#### Given records
⁂
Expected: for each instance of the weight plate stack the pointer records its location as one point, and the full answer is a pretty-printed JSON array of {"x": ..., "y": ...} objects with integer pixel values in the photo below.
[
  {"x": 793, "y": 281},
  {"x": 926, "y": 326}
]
⁂
Rewrite the lines above, substituting "kettlebell rack" for "weight plate stack" and leaving everything else unchanged.

#### Answer to this exercise
Expected: for each instance of the kettlebell rack the pointer records its location as one point, and the full answer is a pretty-printed JSON array of {"x": ..., "y": ...} objects with integer pixel values in the photo below.
[
  {"x": 793, "y": 281},
  {"x": 926, "y": 326}
]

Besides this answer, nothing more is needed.